◆ PROBLEMS TO SOLVE ◆
**1.** In the passage about the Americans with Disabilities Act, why can the law be thought of as the civil rights act for the disability community? Answer in one to three sentences.
**2.** Pick up the passage about the Americans with Disabilities Act after its final sentence, which quotes Lydia Brown, and keep it going.

◆ PASSAGE GIVEN ◆
At Life Labs, we focus primarily on forming partnerships and supporting those creating cutting edge assistive technology.  However, the need for assistive technology might not be as strong if the ADA not been passed in 1990.  The ADA public spaces to be accessible and prohibits discrimination based on disability, allowing more people with disabilities to work, be independent, and enjoy life without fearing injustice. The ADA can be thought of as the civil rights act for the disability community; it grants the protections and rights that the community has always deserved.

The image is of the Americans with Disabilities Act being signed into law by President George H W Bush. The bill is signed outside, with a large fountain and some green grass in the background. President Bush sits at the center of the table signing the bill with his left hand. He is surrounded by four men in suits who look on as he signs.President George H. W. Bush signs the ADA into law in 1990 (source: gpadacenter.org)

Many celebrations have taken place over the past week to celebrate the milestone. Yesterday, eight Champions of Change who “embody the spirit of the ADA” were honored in a White House ceremony. Lydia Brown, an Autistic student at Georgetown University whose advocacy and activism certainly embody the spirit of the ADA, described the event as a recognition of past work and an acknowledgement of a responsibility to continue “…fight[ing] for a cause that’s worth believing in, worth fighting for equal rights.”

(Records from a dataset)
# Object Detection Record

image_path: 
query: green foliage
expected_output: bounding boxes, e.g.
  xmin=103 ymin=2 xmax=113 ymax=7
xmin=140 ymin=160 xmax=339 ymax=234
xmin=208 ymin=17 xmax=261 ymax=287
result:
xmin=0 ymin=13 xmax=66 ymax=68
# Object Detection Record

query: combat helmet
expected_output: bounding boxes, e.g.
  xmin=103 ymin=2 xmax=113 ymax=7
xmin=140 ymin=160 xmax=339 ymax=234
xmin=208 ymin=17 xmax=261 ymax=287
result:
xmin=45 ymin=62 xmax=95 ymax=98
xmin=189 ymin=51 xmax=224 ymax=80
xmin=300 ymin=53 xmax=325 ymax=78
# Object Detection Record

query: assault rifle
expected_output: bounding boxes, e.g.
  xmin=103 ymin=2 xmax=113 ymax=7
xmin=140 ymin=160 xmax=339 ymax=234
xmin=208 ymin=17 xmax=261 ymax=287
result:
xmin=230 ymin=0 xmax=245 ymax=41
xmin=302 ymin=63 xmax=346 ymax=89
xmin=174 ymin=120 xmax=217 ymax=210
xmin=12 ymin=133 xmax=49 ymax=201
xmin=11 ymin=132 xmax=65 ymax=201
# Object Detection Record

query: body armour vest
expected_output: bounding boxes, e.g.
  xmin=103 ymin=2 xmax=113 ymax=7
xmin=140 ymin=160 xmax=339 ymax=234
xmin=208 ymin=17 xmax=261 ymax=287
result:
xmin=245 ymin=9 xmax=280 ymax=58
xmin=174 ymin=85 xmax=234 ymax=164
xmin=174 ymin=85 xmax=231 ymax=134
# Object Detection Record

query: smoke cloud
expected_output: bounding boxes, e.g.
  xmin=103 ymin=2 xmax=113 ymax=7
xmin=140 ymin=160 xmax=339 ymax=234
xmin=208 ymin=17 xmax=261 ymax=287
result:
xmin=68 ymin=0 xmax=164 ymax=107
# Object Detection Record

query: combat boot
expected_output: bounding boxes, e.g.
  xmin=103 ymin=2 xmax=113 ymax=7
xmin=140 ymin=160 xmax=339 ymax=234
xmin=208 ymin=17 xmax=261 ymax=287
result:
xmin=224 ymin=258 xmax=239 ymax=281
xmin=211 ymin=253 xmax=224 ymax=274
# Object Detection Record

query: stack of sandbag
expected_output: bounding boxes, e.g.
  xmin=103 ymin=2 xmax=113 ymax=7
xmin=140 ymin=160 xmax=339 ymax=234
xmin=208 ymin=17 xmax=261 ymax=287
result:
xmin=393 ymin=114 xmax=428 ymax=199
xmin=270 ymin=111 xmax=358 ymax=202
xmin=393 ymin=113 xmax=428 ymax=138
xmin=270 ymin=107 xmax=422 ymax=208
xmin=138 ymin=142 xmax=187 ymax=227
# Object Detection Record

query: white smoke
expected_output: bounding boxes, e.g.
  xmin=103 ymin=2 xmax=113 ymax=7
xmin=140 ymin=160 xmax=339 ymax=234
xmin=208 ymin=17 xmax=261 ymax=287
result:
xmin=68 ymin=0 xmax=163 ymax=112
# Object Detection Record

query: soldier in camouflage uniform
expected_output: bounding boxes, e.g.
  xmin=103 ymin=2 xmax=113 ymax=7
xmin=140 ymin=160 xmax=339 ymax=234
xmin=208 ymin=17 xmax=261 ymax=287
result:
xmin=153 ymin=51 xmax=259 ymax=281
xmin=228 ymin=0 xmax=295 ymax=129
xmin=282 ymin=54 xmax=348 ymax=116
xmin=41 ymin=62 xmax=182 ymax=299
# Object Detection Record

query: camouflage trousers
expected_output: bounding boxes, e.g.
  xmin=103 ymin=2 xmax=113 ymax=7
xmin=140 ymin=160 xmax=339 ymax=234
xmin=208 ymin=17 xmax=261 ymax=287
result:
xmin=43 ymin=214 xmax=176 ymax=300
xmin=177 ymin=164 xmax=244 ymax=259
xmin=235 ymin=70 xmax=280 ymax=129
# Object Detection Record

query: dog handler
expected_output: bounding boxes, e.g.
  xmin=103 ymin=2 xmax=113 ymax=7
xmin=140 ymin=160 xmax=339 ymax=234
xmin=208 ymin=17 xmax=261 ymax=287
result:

◆ ANSWERS PER TASK ◆
**1.** According to the passage, the ADA can be seen that way because it grants the disability community the protections and rights that the community has always deserved.

**2.**
Just as the White House recognized each Champion of Change for past work with an eye to the future, we celebrate this ADA milestone with cautious optimism for the days ahead. Even following the passage of the ADA, discrimination against people with disabilities remains.  In order to fulfill the true promise of the ADA, our country must recognize that people with disabilities are equal, valuable members of society, and that regardless of race, gender, or ability, everyone is a person.  In the next 23 years of the ADA, we hope that more work will be done to promote accessbility, reduce discrimination, and ensure a life without limits for every single person.



Featured image source:  Hanna Martens, http://www.durangoherald.com

One Comment

  • Access is a civil right and so is the pursuit of happiness, which for a lot of people with disabilities is a difficult thing to achieve, which is why the ADA is so important. We all deserve the right to live a life without limits no matter what wrappers we are born in or have thrust upon us in life. But this goes beyond the modifications that the ADA has brought about, it goes to the perceptions people have about others who are different than themselves in whatever way. The key is to look beyond the exteriors of people and see the person inside. It is not so hard to do when you take the time to look into someone’s eyes and not at their wrapper. Below is a link to a music video sung by Eric Brandt. Eric is a young man with Cerebral Palsy. he is also legally blind but he has taught himself Spanish and German, performs in musical theatre and is a working DJ. As you can see in the start of this video, Eric got a chance to sing the national anthem at a White Sox game, a dream he had had for years. This came about because, one he is a talented singer and 2 and most importantly because the folks at the Sox organization were able to see beyond his wheelchair and crumpled body and they gave him a chance. This is all any of us is ever really looking for in life, just that chance to show what we can do and not what we can’t. Eric is living proof that the biggest part of the word disability is “Ability.” Go check out this song and take the time if you are compelled to leave a comment for Eric and all the Erics out there who merely ask that we stop looking at their wrappers and start looking into their eyes.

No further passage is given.